━━━━━ Supplied entries ━━━━━

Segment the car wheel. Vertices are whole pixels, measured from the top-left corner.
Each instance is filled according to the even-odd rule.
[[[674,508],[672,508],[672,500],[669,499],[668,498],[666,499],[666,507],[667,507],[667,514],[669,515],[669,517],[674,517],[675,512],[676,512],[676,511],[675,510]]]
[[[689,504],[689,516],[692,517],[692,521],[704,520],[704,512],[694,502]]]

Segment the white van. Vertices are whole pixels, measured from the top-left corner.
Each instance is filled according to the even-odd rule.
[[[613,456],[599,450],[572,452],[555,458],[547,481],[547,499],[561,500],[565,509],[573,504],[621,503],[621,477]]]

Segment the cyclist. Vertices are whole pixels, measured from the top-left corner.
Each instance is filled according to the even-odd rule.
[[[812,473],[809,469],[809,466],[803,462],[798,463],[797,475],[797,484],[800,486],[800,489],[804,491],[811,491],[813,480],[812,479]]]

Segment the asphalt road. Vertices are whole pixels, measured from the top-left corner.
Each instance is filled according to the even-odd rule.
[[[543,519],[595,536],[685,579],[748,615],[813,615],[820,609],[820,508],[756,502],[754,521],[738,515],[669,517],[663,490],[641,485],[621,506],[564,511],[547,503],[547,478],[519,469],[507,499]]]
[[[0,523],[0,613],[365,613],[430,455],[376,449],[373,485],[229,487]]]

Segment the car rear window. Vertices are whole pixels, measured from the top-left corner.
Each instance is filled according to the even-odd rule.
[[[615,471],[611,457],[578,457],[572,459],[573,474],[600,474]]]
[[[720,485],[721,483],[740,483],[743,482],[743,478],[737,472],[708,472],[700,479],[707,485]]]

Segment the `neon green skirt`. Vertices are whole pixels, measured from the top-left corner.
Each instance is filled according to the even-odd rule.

━━━━━

Problem statement — Reproduce all of the rows above, replacing each occurrence of "even-odd rule" with "nonzero winding rule" and leaving everything else unchanged.

Task solution —
Segment the car wheel. Vertices are whole pixels, measured from the top-left corner.
Each instance is filled according to the nonzero winding rule.
[[[674,508],[672,508],[672,500],[669,499],[668,498],[666,499],[666,507],[667,507],[667,514],[669,515],[669,517],[674,517],[675,512],[676,512],[676,511],[675,510]]]
[[[689,504],[689,516],[692,517],[692,521],[704,520],[704,512],[694,502]]]

Segment the white van. Vertices are whole pixels, measured from the top-left corner.
Each instance is filled according to the nonzero winding rule.
[[[613,456],[599,450],[572,452],[555,458],[547,481],[547,499],[561,500],[565,509],[573,504],[621,503],[621,477]]]

Segment the cyclist. Vertices are whole pixels, measured from the top-left corner.
Each instance is filled according to the nonzero winding rule.
[[[812,473],[809,469],[809,466],[803,462],[798,463],[797,475],[797,484],[800,486],[800,489],[804,491],[811,491],[813,480],[812,479]]]

Segment the asphalt road. Vertices are whole pixels, measured from the top-left corner.
Each instance is filled according to the nonzero winding rule.
[[[543,519],[595,536],[685,579],[748,615],[813,615],[820,609],[820,508],[756,502],[754,521],[738,515],[669,517],[663,490],[641,485],[621,506],[564,511],[547,503],[547,478],[519,469],[507,499]]]
[[[0,523],[0,613],[365,613],[430,455],[376,449],[373,485],[229,487]]]

Segment the car rear window. Vertices are whole pixels, measured from the top-left corner.
Each instance is filled according to the nonzero winding rule.
[[[615,471],[611,457],[578,457],[572,459],[573,474],[600,474]]]
[[[720,485],[721,483],[740,483],[743,482],[743,478],[737,472],[708,472],[700,479],[707,485]]]

Segment the `neon green skirt`. Vertices are whole pixels, measured from the top-left corner.
Each instance is filled according to the nonzero winding rule.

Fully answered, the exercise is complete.